Directives ::
1 > Answer these questions using the article on renters in Ireland:
(a) Which three things do licensees lack, unlike tenants?
(b) For which body was the research carried out?
(c) What is the key legal test of a tenancy?
2 > Retype the part of the article on renters in Ireland starting at "Because there is" and ending at "under informal licences.".

Page extract ::

Too many renters in Ireland have zero legal protections

What began as short-term lodging has grown into a major feature of Ireland’s informal housing system, one built on insecurity.
Ireland’s rental crisis has produced many casualties, but perhaps the most invisible are licensees: people living in digs, spare rooms, sheds or sublets who fall outside the protections of tenancy law. They fall outside the protections of the Residential Tenancies Act (RTA).
Unlike tenants, they have no security of tenure, no access to the Residential Tenancies Board (RTB), and no guarantee of basic housing standards.
In research I carried out for the Irish Human Rights and Equality Commission, with support from Threshold, we found licensees live in a parallel rental market defined by informality and legal vacuum. What began as short-term lodging has grown into a major feature of Ireland’s informal housing system, one built on insecurity.
The lack of rights for licensees is not an accidental by-product of a housing system under strain. It is structural. From the beginning, licence arrangements were deliberately excluded from the RTA. That means no statutory notice periods, no deposit protection, and no access to RTB dispute resolution.
In practice, a licensee can be evicted overnight, lose their deposit with no recourse, and live in conditions that would be illegal in the private rental sector.
Because there is no official registry of licence arrangements, the true scale of this market is unknown. Even the RTB and CSO figures diverge. What we do know is that thousands of students rely on digs each year, while migrant workers, international students, and low-income renters often accept licence agreements because they have no alternatives or knowledge of their rights.
Rising rents have normalised house-sharing well into people’s 30s, and much of it takes place under informal licences.
One participant summed it up starkly: living as a licensee means "never knowing when the knock on the door might come".
The term “licence” is increasingly being used not just to describe short-term lodgers but to avoid tenancy protections altogether. Some landlords deliberately issue licence agreements even where the occupant has exclusive possession — the key legal test of a tenancy.

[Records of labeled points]

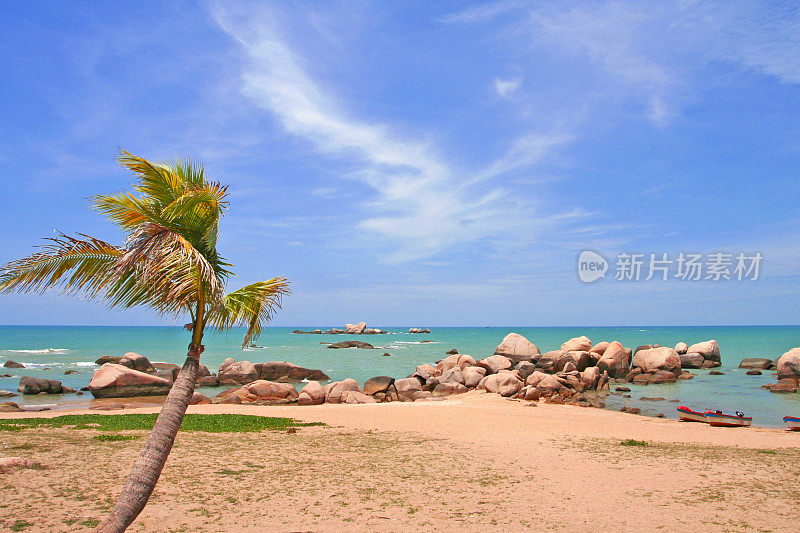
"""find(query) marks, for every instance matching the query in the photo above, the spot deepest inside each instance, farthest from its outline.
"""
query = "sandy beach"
(469, 463)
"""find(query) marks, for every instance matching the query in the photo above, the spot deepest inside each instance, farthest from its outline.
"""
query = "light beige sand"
(475, 462)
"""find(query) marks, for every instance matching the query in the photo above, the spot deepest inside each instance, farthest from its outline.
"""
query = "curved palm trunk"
(147, 468)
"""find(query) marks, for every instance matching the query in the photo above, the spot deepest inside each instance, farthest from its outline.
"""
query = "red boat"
(687, 415)
(720, 419)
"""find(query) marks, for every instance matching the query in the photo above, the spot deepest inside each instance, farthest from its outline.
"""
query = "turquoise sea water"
(48, 351)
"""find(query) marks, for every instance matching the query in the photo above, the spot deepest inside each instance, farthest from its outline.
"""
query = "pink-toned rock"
(708, 349)
(495, 363)
(237, 371)
(137, 362)
(661, 358)
(449, 389)
(473, 376)
(407, 388)
(334, 391)
(271, 390)
(614, 360)
(117, 381)
(788, 365)
(517, 348)
(355, 397)
(459, 360)
(577, 344)
(311, 394)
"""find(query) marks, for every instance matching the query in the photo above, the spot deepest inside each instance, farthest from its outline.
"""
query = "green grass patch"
(191, 422)
(632, 442)
(113, 437)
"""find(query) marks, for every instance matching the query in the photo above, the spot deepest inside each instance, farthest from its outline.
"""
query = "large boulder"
(232, 371)
(459, 360)
(334, 391)
(692, 360)
(288, 372)
(517, 348)
(407, 389)
(654, 359)
(577, 344)
(377, 384)
(755, 363)
(30, 385)
(351, 344)
(137, 362)
(355, 329)
(311, 394)
(473, 376)
(117, 381)
(708, 349)
(788, 365)
(495, 364)
(615, 360)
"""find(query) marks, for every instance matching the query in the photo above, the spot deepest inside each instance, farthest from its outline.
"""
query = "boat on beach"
(687, 415)
(720, 419)
(792, 422)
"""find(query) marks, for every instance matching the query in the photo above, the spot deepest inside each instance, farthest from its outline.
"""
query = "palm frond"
(251, 307)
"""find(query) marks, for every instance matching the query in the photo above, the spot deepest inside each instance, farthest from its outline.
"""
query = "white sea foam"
(43, 350)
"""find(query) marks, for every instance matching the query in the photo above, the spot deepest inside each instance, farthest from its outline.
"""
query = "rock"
(311, 394)
(30, 385)
(137, 362)
(208, 381)
(108, 359)
(241, 372)
(458, 360)
(351, 344)
(407, 388)
(495, 363)
(334, 391)
(355, 329)
(788, 364)
(662, 358)
(117, 381)
(377, 384)
(692, 360)
(454, 375)
(199, 399)
(505, 384)
(9, 407)
(288, 373)
(577, 344)
(355, 397)
(517, 348)
(449, 389)
(755, 363)
(473, 376)
(708, 349)
(615, 361)
(9, 463)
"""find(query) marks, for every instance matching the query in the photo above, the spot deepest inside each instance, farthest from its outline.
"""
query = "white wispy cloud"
(421, 204)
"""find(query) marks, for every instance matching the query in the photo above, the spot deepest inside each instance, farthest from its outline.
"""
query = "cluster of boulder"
(351, 329)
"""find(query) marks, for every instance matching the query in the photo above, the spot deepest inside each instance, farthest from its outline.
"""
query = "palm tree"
(169, 262)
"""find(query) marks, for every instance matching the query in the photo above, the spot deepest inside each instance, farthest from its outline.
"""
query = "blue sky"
(427, 163)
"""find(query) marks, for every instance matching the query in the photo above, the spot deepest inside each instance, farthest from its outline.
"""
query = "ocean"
(48, 351)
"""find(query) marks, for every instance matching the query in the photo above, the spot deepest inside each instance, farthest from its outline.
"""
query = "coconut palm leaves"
(169, 261)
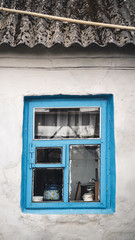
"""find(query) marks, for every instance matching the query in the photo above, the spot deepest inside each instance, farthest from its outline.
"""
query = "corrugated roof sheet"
(18, 29)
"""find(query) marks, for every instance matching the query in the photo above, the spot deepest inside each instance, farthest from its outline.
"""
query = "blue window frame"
(35, 145)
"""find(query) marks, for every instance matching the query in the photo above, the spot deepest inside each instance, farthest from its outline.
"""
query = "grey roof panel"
(18, 29)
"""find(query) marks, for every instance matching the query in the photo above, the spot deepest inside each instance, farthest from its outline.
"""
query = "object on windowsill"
(89, 189)
(37, 199)
(88, 197)
(52, 192)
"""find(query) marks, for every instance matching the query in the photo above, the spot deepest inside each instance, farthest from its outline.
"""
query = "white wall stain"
(15, 83)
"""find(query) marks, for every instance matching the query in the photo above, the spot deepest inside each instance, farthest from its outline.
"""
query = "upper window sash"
(56, 104)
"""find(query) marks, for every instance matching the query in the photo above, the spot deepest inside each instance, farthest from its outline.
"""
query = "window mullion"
(66, 173)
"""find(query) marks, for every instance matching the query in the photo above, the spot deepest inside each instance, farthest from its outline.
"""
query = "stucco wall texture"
(78, 71)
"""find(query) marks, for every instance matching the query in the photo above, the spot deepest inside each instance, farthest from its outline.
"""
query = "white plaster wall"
(80, 71)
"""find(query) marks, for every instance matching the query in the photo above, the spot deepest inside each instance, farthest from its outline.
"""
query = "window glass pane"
(49, 155)
(47, 184)
(57, 123)
(84, 173)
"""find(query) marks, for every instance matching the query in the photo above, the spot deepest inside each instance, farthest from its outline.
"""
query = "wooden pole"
(70, 20)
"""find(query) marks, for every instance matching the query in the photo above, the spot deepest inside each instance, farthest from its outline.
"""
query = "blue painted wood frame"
(107, 188)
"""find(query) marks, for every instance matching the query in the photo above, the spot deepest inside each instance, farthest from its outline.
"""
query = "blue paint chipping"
(108, 174)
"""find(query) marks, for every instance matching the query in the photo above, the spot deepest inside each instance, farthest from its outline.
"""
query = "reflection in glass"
(48, 155)
(55, 123)
(47, 184)
(84, 173)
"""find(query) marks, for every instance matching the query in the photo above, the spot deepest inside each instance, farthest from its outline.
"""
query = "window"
(68, 163)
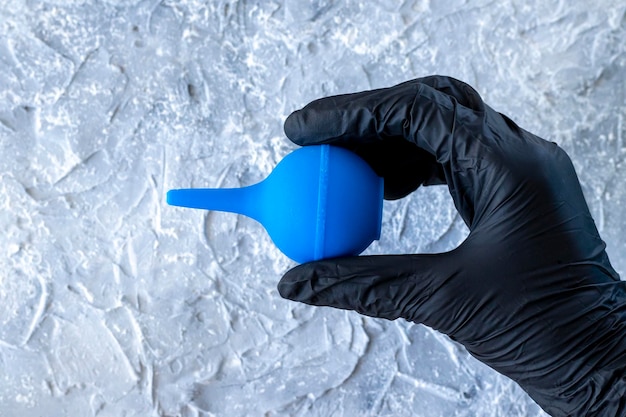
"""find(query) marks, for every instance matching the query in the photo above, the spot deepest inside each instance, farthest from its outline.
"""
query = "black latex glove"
(530, 292)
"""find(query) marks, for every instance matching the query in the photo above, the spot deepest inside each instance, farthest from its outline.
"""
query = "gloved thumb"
(385, 286)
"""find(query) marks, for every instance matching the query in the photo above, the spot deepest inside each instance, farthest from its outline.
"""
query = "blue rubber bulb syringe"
(319, 202)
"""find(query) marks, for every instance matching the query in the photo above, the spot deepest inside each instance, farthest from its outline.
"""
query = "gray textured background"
(114, 304)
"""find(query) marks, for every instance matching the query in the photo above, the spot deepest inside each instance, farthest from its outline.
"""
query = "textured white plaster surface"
(114, 304)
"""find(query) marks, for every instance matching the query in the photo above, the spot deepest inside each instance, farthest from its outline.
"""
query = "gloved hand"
(530, 292)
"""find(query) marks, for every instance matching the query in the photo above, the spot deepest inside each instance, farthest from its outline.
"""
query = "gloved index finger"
(359, 117)
(423, 111)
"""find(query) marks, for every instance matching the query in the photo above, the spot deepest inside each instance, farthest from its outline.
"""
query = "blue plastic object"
(319, 202)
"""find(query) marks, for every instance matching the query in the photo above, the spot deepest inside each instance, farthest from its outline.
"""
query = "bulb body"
(319, 202)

Responses to the exercise ::
1 >
(a) Security of tenure, access to the Residential Tenancies Board (RTB), and a guarantee of basic housing standards.
(b) The Irish Human Rights and Equality Commission.
(c) Exclusive possession.

2 >
Because there is no official registry of licence arrangements, the true scale of this market is unknown. Even the RTB and CSO figures diverge. What we do know is that thousands of students rely on digs each year, while migrant workers, international students, and low-income renters often accept licence agreements because they have no alternatives or knowledge of their rights.
Rising rents have normalised house-sharing well into people’s 30s, and much of it takes place under informal licences.